What is needed - Could you retype all of the entries below word for word?
================================
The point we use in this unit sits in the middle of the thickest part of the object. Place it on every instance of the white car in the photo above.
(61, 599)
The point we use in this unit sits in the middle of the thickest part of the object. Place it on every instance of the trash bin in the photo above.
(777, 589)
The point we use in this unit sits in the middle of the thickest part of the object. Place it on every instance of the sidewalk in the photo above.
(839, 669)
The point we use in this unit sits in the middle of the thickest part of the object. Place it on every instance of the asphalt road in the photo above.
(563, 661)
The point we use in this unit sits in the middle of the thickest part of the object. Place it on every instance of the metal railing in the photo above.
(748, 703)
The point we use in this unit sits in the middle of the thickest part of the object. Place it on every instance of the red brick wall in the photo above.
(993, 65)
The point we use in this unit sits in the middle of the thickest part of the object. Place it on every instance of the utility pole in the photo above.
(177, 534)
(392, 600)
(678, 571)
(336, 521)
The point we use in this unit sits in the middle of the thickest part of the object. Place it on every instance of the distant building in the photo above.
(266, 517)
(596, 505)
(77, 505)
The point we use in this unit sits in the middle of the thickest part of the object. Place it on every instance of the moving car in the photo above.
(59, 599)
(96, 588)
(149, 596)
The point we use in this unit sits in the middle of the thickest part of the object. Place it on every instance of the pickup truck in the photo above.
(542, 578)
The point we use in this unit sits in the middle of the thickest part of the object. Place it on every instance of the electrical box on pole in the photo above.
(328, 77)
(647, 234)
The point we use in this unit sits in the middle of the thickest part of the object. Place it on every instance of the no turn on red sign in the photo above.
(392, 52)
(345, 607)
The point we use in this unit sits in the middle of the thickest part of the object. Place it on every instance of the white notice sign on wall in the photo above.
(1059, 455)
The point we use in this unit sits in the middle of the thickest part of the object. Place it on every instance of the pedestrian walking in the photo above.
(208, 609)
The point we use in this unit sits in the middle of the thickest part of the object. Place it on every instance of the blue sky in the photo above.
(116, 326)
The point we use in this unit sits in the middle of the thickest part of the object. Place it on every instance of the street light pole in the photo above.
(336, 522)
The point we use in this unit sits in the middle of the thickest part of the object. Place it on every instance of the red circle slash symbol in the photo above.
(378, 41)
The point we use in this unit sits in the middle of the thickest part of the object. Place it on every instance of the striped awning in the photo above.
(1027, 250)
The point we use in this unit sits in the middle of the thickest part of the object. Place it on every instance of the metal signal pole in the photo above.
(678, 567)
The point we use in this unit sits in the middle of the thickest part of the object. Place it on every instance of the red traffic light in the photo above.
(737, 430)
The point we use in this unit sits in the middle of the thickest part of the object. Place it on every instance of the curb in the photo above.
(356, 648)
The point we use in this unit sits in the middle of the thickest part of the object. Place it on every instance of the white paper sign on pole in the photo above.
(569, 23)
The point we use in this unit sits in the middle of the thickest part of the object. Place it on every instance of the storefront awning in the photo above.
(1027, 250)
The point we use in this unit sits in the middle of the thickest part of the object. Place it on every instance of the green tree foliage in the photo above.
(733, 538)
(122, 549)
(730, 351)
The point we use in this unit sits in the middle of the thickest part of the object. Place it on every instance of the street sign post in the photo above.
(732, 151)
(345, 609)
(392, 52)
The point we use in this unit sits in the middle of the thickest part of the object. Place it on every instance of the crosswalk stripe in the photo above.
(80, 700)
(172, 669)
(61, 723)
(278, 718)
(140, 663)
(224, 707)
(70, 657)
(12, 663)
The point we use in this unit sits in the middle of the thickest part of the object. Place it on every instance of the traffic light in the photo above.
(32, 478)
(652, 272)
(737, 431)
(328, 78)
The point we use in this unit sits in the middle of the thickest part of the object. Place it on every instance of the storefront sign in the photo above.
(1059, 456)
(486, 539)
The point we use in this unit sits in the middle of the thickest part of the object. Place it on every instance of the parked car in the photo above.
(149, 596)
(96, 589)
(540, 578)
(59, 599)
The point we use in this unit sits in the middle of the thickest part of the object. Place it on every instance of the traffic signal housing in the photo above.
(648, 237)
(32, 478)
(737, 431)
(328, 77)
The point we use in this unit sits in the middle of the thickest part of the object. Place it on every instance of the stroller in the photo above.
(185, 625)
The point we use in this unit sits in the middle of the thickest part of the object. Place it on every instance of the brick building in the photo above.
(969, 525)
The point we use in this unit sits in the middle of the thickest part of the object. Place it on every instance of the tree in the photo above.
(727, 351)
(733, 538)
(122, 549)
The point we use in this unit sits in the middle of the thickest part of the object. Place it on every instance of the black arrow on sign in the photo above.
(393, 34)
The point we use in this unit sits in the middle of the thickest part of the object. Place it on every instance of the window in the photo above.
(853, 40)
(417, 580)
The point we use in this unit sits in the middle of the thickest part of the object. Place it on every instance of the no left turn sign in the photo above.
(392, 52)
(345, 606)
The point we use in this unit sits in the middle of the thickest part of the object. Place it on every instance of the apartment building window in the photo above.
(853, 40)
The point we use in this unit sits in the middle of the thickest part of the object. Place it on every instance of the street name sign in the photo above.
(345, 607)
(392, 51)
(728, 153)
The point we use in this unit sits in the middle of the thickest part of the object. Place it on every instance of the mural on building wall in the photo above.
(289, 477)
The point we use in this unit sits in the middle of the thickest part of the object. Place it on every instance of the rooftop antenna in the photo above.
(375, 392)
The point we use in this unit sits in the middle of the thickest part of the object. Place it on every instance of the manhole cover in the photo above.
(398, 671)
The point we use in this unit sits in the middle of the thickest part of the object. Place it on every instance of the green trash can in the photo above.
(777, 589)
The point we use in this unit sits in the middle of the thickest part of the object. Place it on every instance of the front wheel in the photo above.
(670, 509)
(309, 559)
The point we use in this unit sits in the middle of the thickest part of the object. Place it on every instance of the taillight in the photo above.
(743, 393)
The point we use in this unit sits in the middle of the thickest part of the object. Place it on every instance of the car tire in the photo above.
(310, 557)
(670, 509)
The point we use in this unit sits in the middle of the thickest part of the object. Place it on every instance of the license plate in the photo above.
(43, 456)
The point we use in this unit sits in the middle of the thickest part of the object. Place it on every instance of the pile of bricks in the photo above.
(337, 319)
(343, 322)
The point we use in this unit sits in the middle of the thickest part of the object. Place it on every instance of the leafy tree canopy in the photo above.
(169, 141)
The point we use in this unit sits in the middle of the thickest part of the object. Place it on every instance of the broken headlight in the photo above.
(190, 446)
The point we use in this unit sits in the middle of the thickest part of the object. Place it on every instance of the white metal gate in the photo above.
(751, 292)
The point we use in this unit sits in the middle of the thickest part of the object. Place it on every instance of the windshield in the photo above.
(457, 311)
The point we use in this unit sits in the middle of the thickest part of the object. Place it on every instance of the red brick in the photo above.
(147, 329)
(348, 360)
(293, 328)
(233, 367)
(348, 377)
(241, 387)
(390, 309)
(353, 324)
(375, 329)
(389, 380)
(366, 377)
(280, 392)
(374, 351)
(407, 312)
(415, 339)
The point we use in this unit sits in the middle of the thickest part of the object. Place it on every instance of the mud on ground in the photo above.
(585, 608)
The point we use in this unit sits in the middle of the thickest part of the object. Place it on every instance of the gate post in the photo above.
================================
Answer to the exercise -
The point we use in this unit sits in the middle of the thickest part of the object. Place it on every instance of the white car in the photo above.
(61, 599)
The point we use in this unit sits in the middle of the thickest part of the object. Place it on every instance of the trash bin in the photo above.
(777, 589)
The point we use in this unit sits in the middle of the thickest part of the object. Place it on every instance of the sidewalk in the photo above.
(839, 669)
The point we use in this unit sits in the middle of the thickest part of the object. Place it on every instance of the asphalt road in the photo above.
(563, 661)
The point we use in this unit sits in the middle of the thickest part of the object. Place it on every instance of the metal railing in the photo above.
(748, 703)
The point we use in this unit sits in the middle of the thickest part of the object. Place it on every instance of the red brick wall in the photo above.
(993, 65)
The point we use in this unit sits in the middle of the thickest part of the object. Place it on every instance of the utility pole in the photo above.
(177, 534)
(392, 600)
(678, 571)
(336, 521)
The point we use in this unit sits in the middle of the thickest part of the object. Place it on every instance of the distant building in the photo above.
(266, 517)
(596, 505)
(77, 505)
The point we use in this unit sits in the middle of the thickest part of the object. Place it on every instance of the moving car in the photo above.
(59, 599)
(96, 588)
(149, 596)
The point we use in this unit sits in the middle of the thickest part of the object. Place it on every instance of the pickup truck in the photo above.
(542, 578)
The point we use in this unit sits in the middle of the thickest part of the object. Place it on every instance of the electrical box on pole in the photo above.
(328, 77)
(647, 234)
The point we use in this unit sits in the middle of the thickest part of the object. Place it on every instance of the no turn on red sign in the photo above.
(392, 52)
(345, 607)
The point we use in this unit sits in the middle of the thickest part of the object. Place it on every instance of the white notice sign on wall in the photo above.
(1059, 455)
The point we use in this unit sits in the middle of the thickest part of the object. Place it on every instance of the pedestrian walking in the photo above.
(208, 609)
The point we use in this unit sits in the middle of the thickest part of the object. Place it on every instance of the blue sky in the photo above.
(116, 326)
The point we use in this unit sits in the middle of the thickest part of the object. Place it on every instance of the street light pole in the photo above.
(336, 522)
The point we use in this unit sits in the middle of the thickest part of the object. Place it on every instance of the red circle slash symbol in the photo above.
(378, 41)
The point we use in this unit sits in the middle of the thickest part of the object. Place it on every instance of the striped awning in the photo above.
(1027, 250)
The point we use in this unit sits in the middle of the thickest part of the object. Place it on every instance of the metal signal pole in the photo above.
(678, 567)
The point we use in this unit sits in the middle of the thickest part of the object. Place it on every instance of the red traffic light in the photo above.
(737, 430)
The point we use in this unit sits in the middle of the thickest part of the object. Place it on every instance of the curb in the photo above.
(356, 648)
The point we use in this unit sits in the middle of the thickest part of the object. Place it on every instance of the white paper sign on pole in the photo above.
(569, 23)
The point we use in this unit sits in the middle of the thickest part of the object. Place it on every instance of the storefront awning in the photo above.
(1027, 250)
The point we use in this unit sits in the middle of the thickest part of the object. Place it on every instance of the green tree foliage in the photo above.
(733, 538)
(122, 549)
(730, 351)
The point we use in this unit sits in the middle of the thickest part of the object. Place it on every instance of the street sign post in the photo above.
(732, 151)
(345, 609)
(392, 52)
The point we use in this unit sits in the middle of the thickest part of the object. Place it on every instance of the crosswalk stripe in the photo above.
(80, 700)
(172, 669)
(61, 723)
(278, 718)
(140, 663)
(224, 707)
(70, 657)
(12, 663)
The point we use in this unit sits in the middle of the thickest part of the object. Place it on every instance of the traffic light in the photo above.
(32, 478)
(652, 272)
(737, 431)
(328, 78)
The point we use in this unit sits in the middle of the thickest part of the object. Place it on every instance of the storefront sign in the photo above.
(1059, 456)
(486, 539)
The point we use in this unit sits in the middle of the thickest part of the object. Place it on every instance of the parked car in the photo above.
(149, 596)
(96, 589)
(540, 578)
(59, 599)
The point we use in this unit sits in the middle of the thickest part of the object. Place it on every instance of the traffic signal housing in the photo above.
(648, 237)
(32, 478)
(737, 431)
(328, 77)
The point we use in this unit sits in the middle of the thickest part of the object. Place it on every instance of the stroller in the photo above.
(185, 625)
The point we use in this unit sits in the middle of the thickest part of the object. Place it on every instance of the brick building in the photo above.
(969, 525)
The point we use in this unit sits in the middle of the thickest part of the object. Place it on every instance of the tree in the photo above.
(727, 351)
(733, 538)
(122, 549)
The point we use in this unit sits in the middle of the thickest part of the object. Place it on every instance of the black arrow on sign in the photo above.
(393, 34)
The point we use in this unit sits in the middle of the thickest part of the object. Place it on every instance of the window in the photo above.
(853, 40)
(417, 580)
The point we use in this unit sits in the middle of the thickest part of the object. Place it on every instance of the no left turn sign in the photo above.
(392, 52)
(345, 606)
The point we use in this unit sits in the middle of the thickest part of the object. Place it on every instance of the apartment building window in the photo above.
(853, 40)
The point we use in this unit sits in the middle of the thickest part of the object. Place it on every instance of the street name sign in the photo above.
(345, 607)
(392, 51)
(728, 153)
The point we use in this unit sits in the middle of the thickest part of the object. Place it on every instance of the mural on building wall in the photo above.
(289, 477)
The point we use in this unit sits in the middle of the thickest part of the object. Place it on every instance of the rooftop antenna in the photo above.
(375, 392)
The point we use in this unit sits in the middle of the thickest part of the object. Place it on every instance of the manhole cover in the photo above.
(398, 671)
The point we use in this unit sits in the middle of the thickest part of the object. Place it on every instance of the green trash can in the photo above.
(777, 589)
The point we use in this unit sits in the middle of the thickest part of the object. Place it on every instance of the front wheel in the photo above.
(670, 509)
(309, 559)
The point we use in this unit sits in the middle of the thickest part of the object. Place it on every instance of the taillight in the photo above.
(743, 393)
The point we use in this unit sits in the middle of the thickest part of the object. Place it on every instance of the car tire in the photo above.
(310, 557)
(670, 509)
The point we use in this unit sits in the middle of the thickest part of the object. Place it on every instance of the license plate in the photo above.
(43, 456)
The point we use in this unit sits in the middle of the thickest part of the object. Place it on every instance of the pile of bricks in the photo above.
(337, 319)
(343, 322)
The point we use in this unit sits in the middle of the thickest part of the object. Place it on every instance of the leafy tree canopy in the photo above.
(169, 141)
The point we use in this unit sits in the middle of the thickest part of the object. Place it on every instance of the broken headlight in the photo above.
(190, 446)
The point we use in this unit sits in the middle of the thickest part of the object. Place it on every instance of the white metal gate in the photo above.
(751, 292)
The point we use in this unit sits in the middle of the thickest part of the object. Place it on every instance of the windshield in the photo above.
(457, 311)
The point we use in this unit sits in the middle of the thickest part of the object. Place it on every instance of the red brick in the photo above.
(147, 329)
(348, 360)
(293, 328)
(233, 367)
(348, 377)
(241, 387)
(390, 309)
(353, 324)
(375, 329)
(389, 380)
(366, 377)
(280, 392)
(374, 351)
(407, 312)
(415, 339)
The point we use in this unit sits in the middle of the thickest part of the object. Place it on every instance of the mud on ground in the photo above.
(585, 608)
The point we use in this unit sits in the middle of the thickest part of the object. Place it on every instance of the gate post in the photo above.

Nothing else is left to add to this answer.